A block of data

════════════════

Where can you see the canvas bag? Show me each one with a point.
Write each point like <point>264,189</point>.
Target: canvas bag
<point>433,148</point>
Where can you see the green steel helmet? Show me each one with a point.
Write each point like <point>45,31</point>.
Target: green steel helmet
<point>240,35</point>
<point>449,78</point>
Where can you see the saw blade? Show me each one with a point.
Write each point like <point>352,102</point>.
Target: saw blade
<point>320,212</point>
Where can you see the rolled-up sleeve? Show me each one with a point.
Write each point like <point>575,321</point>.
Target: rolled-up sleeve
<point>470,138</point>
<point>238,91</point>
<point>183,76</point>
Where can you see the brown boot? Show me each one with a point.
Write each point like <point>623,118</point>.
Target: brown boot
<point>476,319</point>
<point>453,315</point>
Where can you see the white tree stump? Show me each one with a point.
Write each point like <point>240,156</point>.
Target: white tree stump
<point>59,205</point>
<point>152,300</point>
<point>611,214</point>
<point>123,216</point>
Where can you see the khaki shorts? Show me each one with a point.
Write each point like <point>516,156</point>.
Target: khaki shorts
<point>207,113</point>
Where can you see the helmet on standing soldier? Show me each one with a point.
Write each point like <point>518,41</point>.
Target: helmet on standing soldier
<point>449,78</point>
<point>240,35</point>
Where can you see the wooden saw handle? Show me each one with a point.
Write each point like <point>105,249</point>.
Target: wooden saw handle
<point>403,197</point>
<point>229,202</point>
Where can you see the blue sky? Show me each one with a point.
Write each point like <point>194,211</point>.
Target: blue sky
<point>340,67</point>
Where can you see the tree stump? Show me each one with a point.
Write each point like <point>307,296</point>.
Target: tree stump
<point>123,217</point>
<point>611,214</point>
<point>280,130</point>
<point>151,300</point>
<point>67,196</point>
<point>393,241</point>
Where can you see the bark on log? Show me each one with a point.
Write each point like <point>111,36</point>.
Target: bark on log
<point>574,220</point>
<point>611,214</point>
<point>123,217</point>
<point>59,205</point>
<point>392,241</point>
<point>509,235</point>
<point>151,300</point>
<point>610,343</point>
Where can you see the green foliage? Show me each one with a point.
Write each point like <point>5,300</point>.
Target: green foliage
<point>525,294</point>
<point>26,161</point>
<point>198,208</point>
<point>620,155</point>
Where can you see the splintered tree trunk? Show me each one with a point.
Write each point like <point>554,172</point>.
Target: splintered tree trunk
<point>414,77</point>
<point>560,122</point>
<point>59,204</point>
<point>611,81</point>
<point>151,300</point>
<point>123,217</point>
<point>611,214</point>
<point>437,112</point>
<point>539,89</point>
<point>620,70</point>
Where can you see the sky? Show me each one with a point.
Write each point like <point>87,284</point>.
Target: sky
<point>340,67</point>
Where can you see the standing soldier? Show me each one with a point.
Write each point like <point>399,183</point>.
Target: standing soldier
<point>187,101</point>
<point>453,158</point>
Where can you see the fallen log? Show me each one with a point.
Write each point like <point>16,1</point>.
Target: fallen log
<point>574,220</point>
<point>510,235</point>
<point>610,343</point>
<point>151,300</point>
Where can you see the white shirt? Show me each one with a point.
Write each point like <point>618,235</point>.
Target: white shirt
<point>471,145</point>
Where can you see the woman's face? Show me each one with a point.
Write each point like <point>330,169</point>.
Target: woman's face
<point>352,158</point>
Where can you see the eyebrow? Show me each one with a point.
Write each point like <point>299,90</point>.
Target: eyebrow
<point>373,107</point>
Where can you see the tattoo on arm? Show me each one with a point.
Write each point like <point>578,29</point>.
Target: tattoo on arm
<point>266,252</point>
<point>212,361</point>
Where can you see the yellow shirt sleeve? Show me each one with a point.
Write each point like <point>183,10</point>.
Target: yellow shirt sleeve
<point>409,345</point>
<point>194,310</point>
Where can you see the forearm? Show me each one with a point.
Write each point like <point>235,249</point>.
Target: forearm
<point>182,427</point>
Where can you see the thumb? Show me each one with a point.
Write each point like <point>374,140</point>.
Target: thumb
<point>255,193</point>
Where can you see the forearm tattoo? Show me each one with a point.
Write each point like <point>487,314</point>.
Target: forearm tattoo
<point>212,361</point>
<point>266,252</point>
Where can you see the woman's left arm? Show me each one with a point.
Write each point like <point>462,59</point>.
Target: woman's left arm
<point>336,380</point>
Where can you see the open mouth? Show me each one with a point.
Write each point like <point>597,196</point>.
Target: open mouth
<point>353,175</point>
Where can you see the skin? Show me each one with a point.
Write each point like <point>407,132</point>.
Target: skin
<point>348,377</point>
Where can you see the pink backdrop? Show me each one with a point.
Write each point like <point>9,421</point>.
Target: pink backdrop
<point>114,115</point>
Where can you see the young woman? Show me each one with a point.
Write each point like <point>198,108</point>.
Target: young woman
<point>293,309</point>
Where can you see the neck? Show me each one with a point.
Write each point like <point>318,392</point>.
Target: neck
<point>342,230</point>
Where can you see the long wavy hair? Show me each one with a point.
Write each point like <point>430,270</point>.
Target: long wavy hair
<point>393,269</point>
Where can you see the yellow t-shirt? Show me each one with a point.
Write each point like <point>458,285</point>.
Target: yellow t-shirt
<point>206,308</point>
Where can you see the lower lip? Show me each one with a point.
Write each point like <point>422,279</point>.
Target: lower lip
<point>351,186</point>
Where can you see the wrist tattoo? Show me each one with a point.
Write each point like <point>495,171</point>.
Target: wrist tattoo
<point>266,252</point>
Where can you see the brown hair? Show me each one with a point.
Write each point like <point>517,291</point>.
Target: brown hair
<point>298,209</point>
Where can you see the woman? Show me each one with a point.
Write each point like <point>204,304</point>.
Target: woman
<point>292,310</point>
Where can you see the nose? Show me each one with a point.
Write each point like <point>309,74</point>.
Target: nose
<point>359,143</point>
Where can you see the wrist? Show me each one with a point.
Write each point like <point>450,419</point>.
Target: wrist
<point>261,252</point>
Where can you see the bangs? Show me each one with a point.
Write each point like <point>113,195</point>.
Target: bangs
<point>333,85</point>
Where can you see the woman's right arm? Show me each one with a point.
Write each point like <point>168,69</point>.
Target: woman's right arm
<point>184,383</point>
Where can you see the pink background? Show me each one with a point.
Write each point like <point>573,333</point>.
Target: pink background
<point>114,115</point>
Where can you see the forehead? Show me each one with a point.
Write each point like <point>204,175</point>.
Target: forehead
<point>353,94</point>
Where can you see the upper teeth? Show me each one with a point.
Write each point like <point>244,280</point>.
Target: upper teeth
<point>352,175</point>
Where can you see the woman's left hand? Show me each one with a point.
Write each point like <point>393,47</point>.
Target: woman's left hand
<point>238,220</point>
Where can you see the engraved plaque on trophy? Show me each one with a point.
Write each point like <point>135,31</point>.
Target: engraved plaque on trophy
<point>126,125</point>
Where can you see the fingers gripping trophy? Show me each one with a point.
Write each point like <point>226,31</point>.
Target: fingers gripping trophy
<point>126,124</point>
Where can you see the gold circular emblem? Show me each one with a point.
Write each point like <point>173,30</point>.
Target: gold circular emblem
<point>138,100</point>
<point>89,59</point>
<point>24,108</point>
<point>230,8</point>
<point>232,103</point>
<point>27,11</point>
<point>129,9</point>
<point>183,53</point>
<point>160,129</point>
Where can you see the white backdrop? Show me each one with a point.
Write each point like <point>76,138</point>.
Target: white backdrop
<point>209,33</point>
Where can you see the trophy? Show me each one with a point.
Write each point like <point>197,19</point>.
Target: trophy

════════════════

• [Objective] Send back each record exactly as it stands.

• [Exercise result]
Where can you see the canvas bag? Show me each one with a point.
Write each point like <point>264,189</point>.
Target: canvas bag
<point>433,148</point>
Where can you see the green steel helmet? Show me each one with a point.
Write each point like <point>45,31</point>.
Target: green steel helmet
<point>240,35</point>
<point>449,78</point>
Where can you see the saw blade? Show me each one with a point.
Write each point like <point>352,102</point>.
Target: saw blade
<point>320,212</point>
Where can you see the rolled-up sleeve? Show me each one with a point.
Write each point like <point>575,321</point>.
Target: rolled-up sleeve
<point>470,138</point>
<point>238,91</point>
<point>183,76</point>
Where can you see the brown boot? Show me each one with a point.
Write each point like <point>623,118</point>.
Target: brown boot
<point>476,319</point>
<point>453,315</point>
Where can you see the white tree stump? Show me each one with a point.
Write each point like <point>240,156</point>.
Target: white tree stump
<point>59,205</point>
<point>152,300</point>
<point>611,214</point>
<point>123,216</point>
Where can you see the khaki shorts? Show me each one with a point.
Write each point like <point>516,156</point>.
Target: khaki shorts
<point>207,113</point>
Where can you see the helmet on standing soldier? Show me each one with a point.
Write each point like <point>518,41</point>.
Target: helmet on standing soldier
<point>449,78</point>
<point>240,35</point>
Where can you see the wooden saw handle? Show me each one with a point.
Write each point like <point>105,249</point>.
Target: wooden saw handle
<point>403,197</point>
<point>229,202</point>
Where can you see the blue sky? Show me each one with a point.
Write each point like <point>194,211</point>.
Target: blue sky
<point>340,67</point>
Where can you see the tree stump? Show me each one with a point.
Write each point like <point>307,296</point>.
Target: tree stump
<point>123,217</point>
<point>611,214</point>
<point>280,130</point>
<point>151,300</point>
<point>67,196</point>
<point>393,241</point>
Where can you see the bark on log? Show me each one with a point.
Write each point like <point>111,36</point>.
Target: bark on log
<point>574,220</point>
<point>611,214</point>
<point>123,217</point>
<point>59,205</point>
<point>392,241</point>
<point>509,235</point>
<point>151,300</point>
<point>610,343</point>
Where can you see the green foliage? Show me each one with a point.
Write each point like <point>5,300</point>.
Target: green foliage
<point>525,294</point>
<point>26,161</point>
<point>198,208</point>
<point>620,155</point>
Where can you see the splintered tree trunk? Show me each one with a point.
Write each point like <point>554,172</point>.
Target: splintered tree trunk
<point>414,77</point>
<point>560,122</point>
<point>59,204</point>
<point>611,81</point>
<point>151,300</point>
<point>123,217</point>
<point>611,214</point>
<point>437,112</point>
<point>539,89</point>
<point>620,70</point>
Where can you see the sky? Show me each one with a point.
Write each point like <point>87,284</point>.
Target: sky
<point>340,67</point>
Where can you see the standing soldier? Show me each one with a point.
Write each point like <point>399,183</point>.
Target: standing soldier
<point>187,101</point>
<point>453,158</point>
Where can you see the fallen log? Show me each one with a point.
Write each point like <point>16,1</point>.
Target: fallen log
<point>574,220</point>
<point>510,235</point>
<point>610,343</point>
<point>151,300</point>
Where can you see the white shirt? Show me each one with a point.
Write each point like <point>618,235</point>.
Target: white shirt
<point>471,145</point>
Where can you see the woman's face? Show me each one with a point.
Write each point like <point>330,169</point>.
Target: woman's face
<point>352,158</point>
Where can you see the eyebrow? Show me each one with a point.
Write each point like <point>299,90</point>.
Target: eyebrow
<point>373,107</point>
Where can you see the tattoo on arm? Show me each one with a point.
Write each point like <point>578,29</point>.
Target: tattoo on arm
<point>266,252</point>
<point>212,361</point>
Where can you see the yellow shirt sleeve? Show me each one with a point.
Write each point like <point>183,10</point>.
Target: yellow shirt sleeve
<point>409,345</point>
<point>194,310</point>
Where can you see the forearm? Show me each one with a point.
Write each point like <point>235,249</point>.
Target: forearm
<point>182,427</point>
Where can you see the thumb? Show me each one with a point.
Write each point like <point>374,140</point>.
Target: thumb
<point>255,193</point>
Where can you see the forearm tattoo? Show me each one with a point.
Write each point like <point>487,314</point>.
Target: forearm tattoo
<point>212,361</point>
<point>266,252</point>
Where can you see the woman's left arm? Show me each one with a point.
Write each point like <point>462,59</point>.
Target: woman's left arm
<point>336,380</point>
Where can you see the open mouth? Show me each one with a point.
Write each point like <point>597,196</point>.
Target: open mouth
<point>353,175</point>
Where can you see the skin? Show me each one with a point.
Write each point like <point>407,132</point>.
Target: skin
<point>348,377</point>
Where can you see the pink backdrop? Show me each one with a point.
Write each point like <point>9,421</point>.
Target: pink backdrop
<point>114,115</point>
Where can you see the young woman? Show me each one with a point.
Write each point like <point>198,108</point>.
Target: young woman
<point>293,309</point>
Where can you see the neck? Show me each one with a point.
Write each point like <point>318,392</point>.
Target: neck
<point>342,230</point>
Where can you see the long wavy hair? Show me each one with a point.
Write each point like <point>430,270</point>.
Target: long wavy hair
<point>393,269</point>
Where can you see the yellow t-shirt? Show me each one with a point.
Write each point like <point>458,285</point>.
Target: yellow t-shirt
<point>206,308</point>
Where can you see the lower lip? Show me each one with a point.
Write each point like <point>422,279</point>.
Target: lower lip
<point>351,186</point>
Where can you see the wrist tattoo? Show me each one with a point.
Write each point like <point>495,171</point>.
Target: wrist tattoo
<point>266,252</point>
Where can you see the brown hair? Show me each one with a point.
Write each point like <point>517,291</point>.
Target: brown hair
<point>298,209</point>
Where can you see the woman? Show me each one with a point.
Write each point like <point>204,304</point>.
Target: woman
<point>292,310</point>
Where can you see the nose? Show me each one with a point.
Write each point like <point>309,74</point>.
Target: nose
<point>359,143</point>
Where can you see the wrist? Show me each one with a point.
Write each point like <point>450,419</point>.
Target: wrist
<point>261,252</point>
Where can you see the bangs? Show me each one with a point.
Write each point like <point>113,195</point>.
Target: bangs
<point>333,85</point>
Where can you see the woman's right arm? Show me each one with a point.
Write each point like <point>168,69</point>.
Target: woman's right arm
<point>184,383</point>
Where can you see the pink background? Show me each one with a point.
Write each point like <point>573,333</point>.
Target: pink background
<point>114,115</point>
Where can you see the forehead? Show me each one with a point.
Write each point like <point>204,175</point>.
Target: forehead
<point>353,94</point>
Where can you see the upper teeth? Show me each one with a point.
Write each point like <point>244,280</point>.
Target: upper teeth
<point>352,175</point>
Where can you see the woman's left hand? Show me each one with a point.
Write each point like <point>393,47</point>.
Target: woman's left hand
<point>238,220</point>
Where can you see the engraved plaque on trophy? Show me each one with a point.
Write each point like <point>135,31</point>.
Target: engraved plaque on trophy
<point>126,125</point>
Where can you see the fingers gripping trophy? Show me each one with a point.
Write each point like <point>226,31</point>.
Target: fingers gripping trophy
<point>126,124</point>
Where can you see the gold circular emblem? Show me each one with a point.
Write each point like <point>173,30</point>.
Target: gold circular emblem
<point>138,100</point>
<point>89,59</point>
<point>24,108</point>
<point>230,8</point>
<point>232,103</point>
<point>27,11</point>
<point>129,9</point>
<point>183,53</point>
<point>160,129</point>
Where can you see the white backdrop? Show me each one with a point.
Write each point like <point>76,138</point>.
Target: white backdrop
<point>209,33</point>
Where can you see the trophy? Show me each one with a point.
Write each point like <point>197,19</point>.
Target: trophy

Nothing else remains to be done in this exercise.